JOB:
Return the lines beginning at the one that contains "Please mark the curly" and continuing to the end of the entries, including both ends, exactly as written and nothing else.

EXERCISE MATERIALS:
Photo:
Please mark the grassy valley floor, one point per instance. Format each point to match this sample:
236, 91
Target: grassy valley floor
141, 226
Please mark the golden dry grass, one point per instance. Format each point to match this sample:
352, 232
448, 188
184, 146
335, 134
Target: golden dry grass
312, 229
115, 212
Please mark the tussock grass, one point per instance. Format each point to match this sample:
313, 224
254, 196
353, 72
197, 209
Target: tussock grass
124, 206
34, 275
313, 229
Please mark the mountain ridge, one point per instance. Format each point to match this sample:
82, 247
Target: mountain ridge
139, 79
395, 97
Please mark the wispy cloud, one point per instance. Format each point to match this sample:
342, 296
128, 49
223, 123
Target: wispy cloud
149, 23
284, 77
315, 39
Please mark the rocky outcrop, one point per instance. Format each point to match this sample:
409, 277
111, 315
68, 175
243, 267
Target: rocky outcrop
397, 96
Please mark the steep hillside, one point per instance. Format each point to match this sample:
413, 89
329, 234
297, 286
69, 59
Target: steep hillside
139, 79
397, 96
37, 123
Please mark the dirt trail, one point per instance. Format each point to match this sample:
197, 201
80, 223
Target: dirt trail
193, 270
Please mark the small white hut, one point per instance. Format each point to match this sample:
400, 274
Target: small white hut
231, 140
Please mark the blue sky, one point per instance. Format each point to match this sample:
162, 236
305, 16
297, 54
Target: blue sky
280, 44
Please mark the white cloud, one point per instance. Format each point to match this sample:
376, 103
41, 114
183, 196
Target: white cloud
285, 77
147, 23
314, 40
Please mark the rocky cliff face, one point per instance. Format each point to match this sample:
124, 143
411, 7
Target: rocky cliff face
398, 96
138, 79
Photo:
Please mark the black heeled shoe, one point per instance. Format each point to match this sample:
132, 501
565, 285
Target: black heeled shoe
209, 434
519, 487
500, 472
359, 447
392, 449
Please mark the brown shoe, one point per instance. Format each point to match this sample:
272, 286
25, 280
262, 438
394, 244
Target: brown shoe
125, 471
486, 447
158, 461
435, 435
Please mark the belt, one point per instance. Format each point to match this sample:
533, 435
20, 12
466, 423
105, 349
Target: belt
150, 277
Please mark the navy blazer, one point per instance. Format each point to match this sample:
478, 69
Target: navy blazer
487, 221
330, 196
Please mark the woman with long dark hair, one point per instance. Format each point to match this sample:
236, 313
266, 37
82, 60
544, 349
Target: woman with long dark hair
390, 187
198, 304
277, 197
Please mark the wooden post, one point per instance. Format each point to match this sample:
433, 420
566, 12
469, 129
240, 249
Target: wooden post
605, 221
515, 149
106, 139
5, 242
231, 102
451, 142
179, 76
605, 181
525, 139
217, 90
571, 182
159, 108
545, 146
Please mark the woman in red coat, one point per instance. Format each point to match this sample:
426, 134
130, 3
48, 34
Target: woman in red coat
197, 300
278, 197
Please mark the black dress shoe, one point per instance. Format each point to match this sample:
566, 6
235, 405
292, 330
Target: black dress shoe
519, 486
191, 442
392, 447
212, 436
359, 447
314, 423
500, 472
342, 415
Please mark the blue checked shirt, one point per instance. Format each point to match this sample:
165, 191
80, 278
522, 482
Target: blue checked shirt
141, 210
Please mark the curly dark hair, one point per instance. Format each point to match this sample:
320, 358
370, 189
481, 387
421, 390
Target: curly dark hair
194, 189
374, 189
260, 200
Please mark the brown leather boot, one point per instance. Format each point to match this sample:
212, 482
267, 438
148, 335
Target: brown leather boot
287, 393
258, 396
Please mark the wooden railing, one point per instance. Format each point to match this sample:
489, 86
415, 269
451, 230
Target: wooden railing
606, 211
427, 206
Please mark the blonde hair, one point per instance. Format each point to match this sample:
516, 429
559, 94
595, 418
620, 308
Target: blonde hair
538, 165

SOLUTION TO THE EXERCISE:
Please mark the curly dark hair, one point per instance. Format each point to match this sample:
320, 358
370, 189
481, 387
421, 390
Target: curly dark hair
194, 189
374, 189
260, 200
Please mark the brown leather boot, one point per instance. Format each point to match this sample:
212, 482
267, 438
148, 335
Target: brown leather boot
287, 393
258, 396
Please mark the wooden railing, one point per instance. Format each point to match this sample:
489, 86
415, 269
451, 230
Target: wooden railing
606, 211
427, 206
Please mark the blonde hair, one point per instance. Format each point to match this sample:
516, 429
559, 94
595, 418
620, 308
Target: blonde hair
538, 165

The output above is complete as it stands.